Prompt: Gather all lines with "house" from the records.

··· Supplied records ···

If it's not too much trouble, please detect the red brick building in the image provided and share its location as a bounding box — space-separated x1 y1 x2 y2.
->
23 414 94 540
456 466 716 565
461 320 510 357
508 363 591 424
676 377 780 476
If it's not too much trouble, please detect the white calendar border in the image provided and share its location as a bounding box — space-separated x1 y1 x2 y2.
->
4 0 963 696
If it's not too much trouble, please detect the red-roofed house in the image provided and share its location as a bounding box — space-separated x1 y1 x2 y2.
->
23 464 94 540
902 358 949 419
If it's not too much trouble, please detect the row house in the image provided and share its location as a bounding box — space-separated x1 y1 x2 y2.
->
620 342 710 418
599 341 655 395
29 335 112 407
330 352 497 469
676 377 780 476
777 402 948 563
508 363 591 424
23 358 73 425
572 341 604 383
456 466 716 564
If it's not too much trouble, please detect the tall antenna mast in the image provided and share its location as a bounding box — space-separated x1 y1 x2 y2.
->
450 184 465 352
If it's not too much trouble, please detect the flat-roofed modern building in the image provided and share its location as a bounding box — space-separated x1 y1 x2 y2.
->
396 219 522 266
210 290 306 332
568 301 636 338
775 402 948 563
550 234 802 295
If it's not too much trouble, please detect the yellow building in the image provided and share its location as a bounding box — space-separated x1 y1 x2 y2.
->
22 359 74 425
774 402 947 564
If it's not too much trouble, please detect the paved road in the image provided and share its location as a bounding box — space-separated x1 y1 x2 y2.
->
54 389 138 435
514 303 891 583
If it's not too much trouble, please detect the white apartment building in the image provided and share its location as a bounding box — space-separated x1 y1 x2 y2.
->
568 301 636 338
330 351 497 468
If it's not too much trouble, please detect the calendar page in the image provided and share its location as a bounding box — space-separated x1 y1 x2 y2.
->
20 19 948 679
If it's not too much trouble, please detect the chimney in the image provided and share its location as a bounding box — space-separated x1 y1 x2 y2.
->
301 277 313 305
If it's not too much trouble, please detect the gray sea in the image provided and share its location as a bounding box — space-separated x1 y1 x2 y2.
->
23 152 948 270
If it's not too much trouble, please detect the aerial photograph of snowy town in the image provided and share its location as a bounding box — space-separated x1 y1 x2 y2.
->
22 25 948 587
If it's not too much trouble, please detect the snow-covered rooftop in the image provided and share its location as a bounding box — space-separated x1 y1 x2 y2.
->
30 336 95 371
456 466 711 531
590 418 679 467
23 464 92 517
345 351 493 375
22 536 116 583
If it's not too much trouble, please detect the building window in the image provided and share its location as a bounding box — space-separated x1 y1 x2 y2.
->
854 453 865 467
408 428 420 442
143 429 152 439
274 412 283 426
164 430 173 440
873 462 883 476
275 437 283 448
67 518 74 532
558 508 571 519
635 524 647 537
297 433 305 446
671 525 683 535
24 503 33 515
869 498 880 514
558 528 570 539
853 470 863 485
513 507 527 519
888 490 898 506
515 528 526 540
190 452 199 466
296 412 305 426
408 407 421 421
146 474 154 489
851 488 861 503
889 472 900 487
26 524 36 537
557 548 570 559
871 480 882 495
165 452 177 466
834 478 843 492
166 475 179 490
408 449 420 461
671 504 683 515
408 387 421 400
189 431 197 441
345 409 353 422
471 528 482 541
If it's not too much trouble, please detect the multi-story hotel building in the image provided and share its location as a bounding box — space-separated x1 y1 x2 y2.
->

···

Final answer:
If it's not too much trouble, please detect the red-roofed house in the image provided and share its location as a bounding box — space-separated x1 y1 x2 y2.
If it's not too much trouble, please detect the row house in the image provided and share its location as a bounding box — space-separated x1 y1 x2 y2.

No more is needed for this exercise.